## Passage extrait

- lun, 25/01/2016 - 17:58
Un projet de loi ouvre la voie au règlement du contentieux sur les adoptions d’enfants congolais.
Environ 1.400 jugements ont été prononcés par les tribunaux congolais en dépit du moratoire pris par le gouvernement portant adoptions internationales. Le gouvernement fait donc face aux pressions des familles adoptives qui ont envahi les réseaux sociaux et des chancelleries. Pas une réunion bilatérale ne se tient avec un pays dont des parents ont adopté un ou des enfants congolais sans que la question ne soit posée.
Le gouvernement américain a dépêché à Kinshasa un de ses membres en charge des questions consulaires en vue de plaider la cause des 400 familles américaines dont les enfants adoptés disposant d’un visa des Etats-Unis, restent bloqués dans des orphelinats à la suite d’absence d’autorisation de sortie du territoire par la Direction Générale des Migrations. Une délégation des membres de la Commission des Affaires étrangères de la Chambre des Représentants du Congrès américain en compagnie de leurs épouses, vient de séjourner dans la Capitale sur cette question.
Conduits par le président de la Commission des Affaires étrangères Edward Royce, les Congressmen ont été reçus mardi 19 janvier 2016 par le Premier ministre Augustin Matata Ponyo Mapon entouré de quelques membres du Gouvernement en charge du dossier (Intérieur et Sécurité, Affaires étrangères et Justice et Droits Humains).
Peu avant, ils avaient rencontré au siège du Parlement le président de l’Assemblée nationale Aubin Minaku Ndjalandjoku.

## Travail à faire
**1)** Modifiez le passage de l'article sur les adoptions congolaises allant de « - lun, 25/01/2016 » à « ne soit posée. » en remplaçant « moratoire » par « gel », puis donnez-le en entier.
**2)** Reprenez, s'il vous plaît, l'article sur les adoptions congolaises après sa dernière phrase et poursuivez-le.

Lignes de données

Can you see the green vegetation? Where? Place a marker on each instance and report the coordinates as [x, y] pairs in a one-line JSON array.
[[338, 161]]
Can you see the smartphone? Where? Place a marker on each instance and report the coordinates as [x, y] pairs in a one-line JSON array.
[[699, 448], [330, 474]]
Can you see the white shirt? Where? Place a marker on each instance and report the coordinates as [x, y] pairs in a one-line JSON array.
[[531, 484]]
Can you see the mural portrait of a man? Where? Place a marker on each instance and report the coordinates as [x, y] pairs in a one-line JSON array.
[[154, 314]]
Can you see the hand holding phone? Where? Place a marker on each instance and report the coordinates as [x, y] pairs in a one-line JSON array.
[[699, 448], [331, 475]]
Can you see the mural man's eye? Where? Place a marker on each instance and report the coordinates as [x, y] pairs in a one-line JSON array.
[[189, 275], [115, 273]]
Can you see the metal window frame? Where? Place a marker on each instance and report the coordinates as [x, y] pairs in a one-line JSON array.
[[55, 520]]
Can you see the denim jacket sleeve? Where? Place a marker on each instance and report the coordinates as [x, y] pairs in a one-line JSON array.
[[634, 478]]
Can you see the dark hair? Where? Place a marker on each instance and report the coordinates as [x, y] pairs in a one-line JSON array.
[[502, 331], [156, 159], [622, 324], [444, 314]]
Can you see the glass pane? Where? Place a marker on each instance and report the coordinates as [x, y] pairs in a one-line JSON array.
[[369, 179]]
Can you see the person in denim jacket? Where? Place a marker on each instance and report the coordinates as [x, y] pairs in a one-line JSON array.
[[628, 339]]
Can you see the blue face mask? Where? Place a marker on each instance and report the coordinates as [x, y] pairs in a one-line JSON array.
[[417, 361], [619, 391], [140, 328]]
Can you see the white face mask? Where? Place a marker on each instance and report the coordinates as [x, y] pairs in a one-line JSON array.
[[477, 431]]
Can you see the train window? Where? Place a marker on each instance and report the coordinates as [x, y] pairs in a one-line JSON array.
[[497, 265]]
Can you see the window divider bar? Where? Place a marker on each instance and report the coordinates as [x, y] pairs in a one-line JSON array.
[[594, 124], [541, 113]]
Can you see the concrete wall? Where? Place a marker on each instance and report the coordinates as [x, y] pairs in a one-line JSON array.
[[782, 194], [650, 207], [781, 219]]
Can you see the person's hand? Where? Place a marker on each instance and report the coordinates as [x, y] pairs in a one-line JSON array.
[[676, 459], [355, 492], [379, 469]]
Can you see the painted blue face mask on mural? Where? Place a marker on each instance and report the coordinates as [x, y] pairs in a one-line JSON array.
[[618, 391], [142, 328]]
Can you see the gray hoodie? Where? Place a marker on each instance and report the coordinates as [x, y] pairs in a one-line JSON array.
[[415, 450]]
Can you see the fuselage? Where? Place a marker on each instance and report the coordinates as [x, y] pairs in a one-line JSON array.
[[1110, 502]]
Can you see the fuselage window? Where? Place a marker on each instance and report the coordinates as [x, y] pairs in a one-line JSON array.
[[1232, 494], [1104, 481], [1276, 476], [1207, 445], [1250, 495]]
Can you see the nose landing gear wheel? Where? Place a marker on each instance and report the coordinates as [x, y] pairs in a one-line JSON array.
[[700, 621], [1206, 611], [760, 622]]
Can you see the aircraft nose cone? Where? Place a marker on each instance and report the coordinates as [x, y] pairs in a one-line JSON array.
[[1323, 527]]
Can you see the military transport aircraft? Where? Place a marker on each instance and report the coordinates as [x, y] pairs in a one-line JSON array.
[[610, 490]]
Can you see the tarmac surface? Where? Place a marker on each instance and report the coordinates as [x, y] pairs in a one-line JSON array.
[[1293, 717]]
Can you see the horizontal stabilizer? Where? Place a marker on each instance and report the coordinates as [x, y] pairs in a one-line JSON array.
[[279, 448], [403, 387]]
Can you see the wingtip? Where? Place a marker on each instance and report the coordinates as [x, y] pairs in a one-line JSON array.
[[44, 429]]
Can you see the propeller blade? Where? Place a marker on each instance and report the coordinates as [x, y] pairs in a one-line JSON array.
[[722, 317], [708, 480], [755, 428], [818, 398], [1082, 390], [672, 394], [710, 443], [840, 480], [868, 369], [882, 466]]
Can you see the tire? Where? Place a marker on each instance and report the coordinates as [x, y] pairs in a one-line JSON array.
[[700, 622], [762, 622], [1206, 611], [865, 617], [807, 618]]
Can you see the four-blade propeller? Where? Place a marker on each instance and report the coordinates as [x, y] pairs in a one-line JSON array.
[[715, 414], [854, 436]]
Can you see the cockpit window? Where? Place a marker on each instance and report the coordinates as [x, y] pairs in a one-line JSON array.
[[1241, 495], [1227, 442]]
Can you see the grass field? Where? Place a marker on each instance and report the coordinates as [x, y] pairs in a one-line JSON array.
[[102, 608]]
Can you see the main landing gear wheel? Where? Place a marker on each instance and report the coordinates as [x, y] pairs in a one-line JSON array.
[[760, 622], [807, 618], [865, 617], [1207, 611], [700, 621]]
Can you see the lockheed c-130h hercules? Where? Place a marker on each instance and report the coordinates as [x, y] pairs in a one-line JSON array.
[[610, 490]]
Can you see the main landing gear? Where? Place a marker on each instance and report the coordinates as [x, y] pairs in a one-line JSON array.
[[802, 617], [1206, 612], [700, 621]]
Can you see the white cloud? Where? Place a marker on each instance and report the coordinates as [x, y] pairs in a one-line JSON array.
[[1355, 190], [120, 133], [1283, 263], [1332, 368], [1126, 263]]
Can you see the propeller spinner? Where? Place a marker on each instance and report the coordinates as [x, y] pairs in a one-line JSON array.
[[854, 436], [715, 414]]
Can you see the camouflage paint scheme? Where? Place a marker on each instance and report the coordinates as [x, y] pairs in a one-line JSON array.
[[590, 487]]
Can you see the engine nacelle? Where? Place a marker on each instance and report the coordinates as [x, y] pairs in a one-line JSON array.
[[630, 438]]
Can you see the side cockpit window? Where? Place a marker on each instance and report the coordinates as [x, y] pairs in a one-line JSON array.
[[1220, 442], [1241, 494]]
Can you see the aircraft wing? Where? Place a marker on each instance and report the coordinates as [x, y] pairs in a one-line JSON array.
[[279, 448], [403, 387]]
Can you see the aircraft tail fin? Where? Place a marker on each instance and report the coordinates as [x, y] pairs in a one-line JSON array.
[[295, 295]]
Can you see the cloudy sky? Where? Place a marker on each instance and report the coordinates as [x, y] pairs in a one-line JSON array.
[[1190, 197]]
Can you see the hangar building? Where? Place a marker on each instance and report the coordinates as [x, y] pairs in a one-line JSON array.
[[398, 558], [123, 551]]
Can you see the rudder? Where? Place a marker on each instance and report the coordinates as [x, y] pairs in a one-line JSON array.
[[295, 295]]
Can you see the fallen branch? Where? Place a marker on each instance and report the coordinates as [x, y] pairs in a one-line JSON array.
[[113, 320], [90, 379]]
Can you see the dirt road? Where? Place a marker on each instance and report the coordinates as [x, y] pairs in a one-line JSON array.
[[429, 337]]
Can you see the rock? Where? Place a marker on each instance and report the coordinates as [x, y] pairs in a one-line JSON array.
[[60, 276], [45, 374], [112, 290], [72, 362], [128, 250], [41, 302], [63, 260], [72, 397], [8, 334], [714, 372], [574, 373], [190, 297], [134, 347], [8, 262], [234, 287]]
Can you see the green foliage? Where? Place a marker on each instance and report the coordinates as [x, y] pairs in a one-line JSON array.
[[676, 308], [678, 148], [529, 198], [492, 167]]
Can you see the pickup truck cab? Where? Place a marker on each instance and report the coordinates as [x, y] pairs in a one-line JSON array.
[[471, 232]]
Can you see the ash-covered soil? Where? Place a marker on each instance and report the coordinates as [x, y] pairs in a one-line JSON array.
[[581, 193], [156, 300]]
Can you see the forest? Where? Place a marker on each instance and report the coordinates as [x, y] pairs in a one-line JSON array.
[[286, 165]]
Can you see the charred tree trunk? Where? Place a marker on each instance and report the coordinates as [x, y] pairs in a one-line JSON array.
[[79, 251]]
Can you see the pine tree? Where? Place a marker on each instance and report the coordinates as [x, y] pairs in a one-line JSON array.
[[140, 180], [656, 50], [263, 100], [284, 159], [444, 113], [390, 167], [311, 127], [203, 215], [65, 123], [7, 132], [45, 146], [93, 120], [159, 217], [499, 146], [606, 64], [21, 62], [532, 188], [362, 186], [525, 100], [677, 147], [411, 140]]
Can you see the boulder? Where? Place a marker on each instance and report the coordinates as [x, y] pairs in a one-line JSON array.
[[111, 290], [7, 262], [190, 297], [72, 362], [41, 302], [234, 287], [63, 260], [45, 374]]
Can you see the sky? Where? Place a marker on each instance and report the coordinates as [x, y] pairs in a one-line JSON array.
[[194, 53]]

## Réponses fournies
**1)**
- lun, 25/01/2016 - 17:58
Un projet de loi ouvre la voie au règlement du contentieux sur les adoptions d’enfants congolais.
Environ 1.400 jugements ont été prononcés par les tribunaux congolais en dépit du gel pris par le gouvernement portant adoptions internationales. Le gouvernement fait donc face aux pressions des familles adoptives qui ont envahi les réseaux sociaux et des chancelleries. Pas une réunion bilatérale ne se tient avec un pays dont des parents ont adopté un ou des enfants congolais sans que la question ne soit posée.

**2)**
Dans la soirée, l’ambassadeur des Etats-Unis James C. Swan a offert une réception en sa résidence associant parents adoptifs américains, enfants adoptés et personnalités politiques congolaises. Le 18 janvier, lors d’un Conseil des ministres (extraordinaire) de rentrée, les ministres ont examiné et adopté un projet de loi modifiant la loi n° 09/001 du 10 janvier 2009 portant protection de l’enfant à la suite d’un rapport de la commission ad hoc sur les intégration des amendements au projet de loi. Ce rapport faisait suite à des réunions marathon des Commissions interministérielles (Commission Politique, Défense et Sécurité et Commission des Lois et Textes Réglementaires). L’adoption de ce projet de loi par le Conseil des ministres a ouvert la voie au règlement des jugements rendus par les tribunaux congolais en dépit du moratoire pris par le Gouvernement sur les adoptions internationales.
A en croire toutes les sources, on s’attendait à ce que sur les 1.400 cas d’adoption connus par la justice congolaise, 30% des cas soit 400 familles adoptives environ appartenant à diverses nationalités (américaines, françaises et autres), obtiennent dans les 15 jours l’autorisation de sortie du territoire, 300 soit 25% étaient jugés régularisables.
Il s’agit des parents qui, pour l’essentiel, n’auraient pas fait le déplacement du tribunal congolais mais auraient été représentés par un avocat.
Quant aux autres soit 45%, ils étaient jugés irréguliers par la commission interministérielle qui a repris du service.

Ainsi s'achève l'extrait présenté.